===== Working data =====

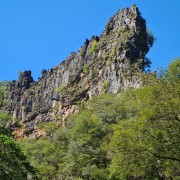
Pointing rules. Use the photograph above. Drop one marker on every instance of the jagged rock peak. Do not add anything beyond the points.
(108, 63)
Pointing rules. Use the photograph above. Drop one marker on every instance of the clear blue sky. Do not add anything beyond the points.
(39, 34)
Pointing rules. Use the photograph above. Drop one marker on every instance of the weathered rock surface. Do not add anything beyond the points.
(108, 63)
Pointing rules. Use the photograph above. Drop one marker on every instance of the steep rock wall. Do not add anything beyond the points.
(108, 63)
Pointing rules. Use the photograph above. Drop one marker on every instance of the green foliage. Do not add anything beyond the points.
(13, 163)
(86, 68)
(105, 84)
(3, 94)
(131, 136)
(62, 89)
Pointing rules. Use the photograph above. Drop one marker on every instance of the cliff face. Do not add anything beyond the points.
(108, 63)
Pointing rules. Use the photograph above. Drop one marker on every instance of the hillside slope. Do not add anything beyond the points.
(108, 63)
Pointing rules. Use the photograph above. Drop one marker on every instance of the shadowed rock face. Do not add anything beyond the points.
(108, 63)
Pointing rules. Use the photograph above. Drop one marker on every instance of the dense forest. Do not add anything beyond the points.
(133, 135)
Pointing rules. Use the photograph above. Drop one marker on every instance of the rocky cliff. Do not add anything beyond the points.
(108, 63)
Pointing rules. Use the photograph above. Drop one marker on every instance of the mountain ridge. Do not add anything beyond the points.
(108, 63)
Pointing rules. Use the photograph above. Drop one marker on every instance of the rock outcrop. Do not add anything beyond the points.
(108, 63)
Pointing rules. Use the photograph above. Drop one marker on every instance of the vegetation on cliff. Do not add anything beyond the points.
(131, 136)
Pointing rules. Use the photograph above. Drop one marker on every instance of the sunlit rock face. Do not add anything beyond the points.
(108, 63)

=====

• **Exercise aim**: Retype every one of the rows above verbatim, leaving out the pictures.

• **Written response**:
Pointing rules. Use the photograph above. Drop one marker on every instance of the jagged rock peak. Do not add anything beyond the points.
(108, 63)
Pointing rules. Use the photograph above. Drop one marker on every instance of the clear blue sky. Do not add anything beyond the points.
(39, 34)
Pointing rules. Use the photograph above. Drop one marker on every instance of the weathered rock surface. Do not add anything beyond the points.
(108, 63)
Pointing rules. Use the photograph above. Drop one marker on every instance of the steep rock wall. Do not add anything beyond the points.
(108, 63)
Pointing rules. Use the photograph above. Drop one marker on every instance of the green foliage. Do not add anything beyond the points.
(13, 163)
(86, 68)
(105, 84)
(3, 94)
(131, 136)
(62, 89)
Pointing rules. Use the photograph above. Drop one marker on every instance of the cliff face. Do not add anything beyond the points.
(108, 63)
Pointing rules. Use the photograph above. Drop one marker on every instance of the hillside slope. Do not add anything beyond the points.
(108, 63)
Pointing rules. Use the photograph above. Drop one marker on every instance of the shadowed rock face. Do not add anything beyond the points.
(108, 63)
Pointing rules. Use the photograph above. Drop one marker on every instance of the dense forest. Do not add anything beyond the points.
(133, 135)
Pointing rules. Use the photograph above. Drop one marker on every instance of the rocky cliff. Do not add anything beyond the points.
(108, 63)
Pointing rules. Use the photograph above. Drop one marker on every instance of the mountain ridge. Do not add anything beyond the points.
(108, 63)
Pointing rules. Use the photograph above. Drop one marker on every instance of the rock outcrop. Do not add anything beyond the points.
(108, 63)
Pointing rules. Use the photograph above. Drop one marker on every instance of the vegetation on cliff. Do not add anything beyond the points.
(131, 136)
Pointing rules. Use the photograph above. Drop one marker on every instance of the sunlit rock face. Do not add anything beyond the points.
(108, 63)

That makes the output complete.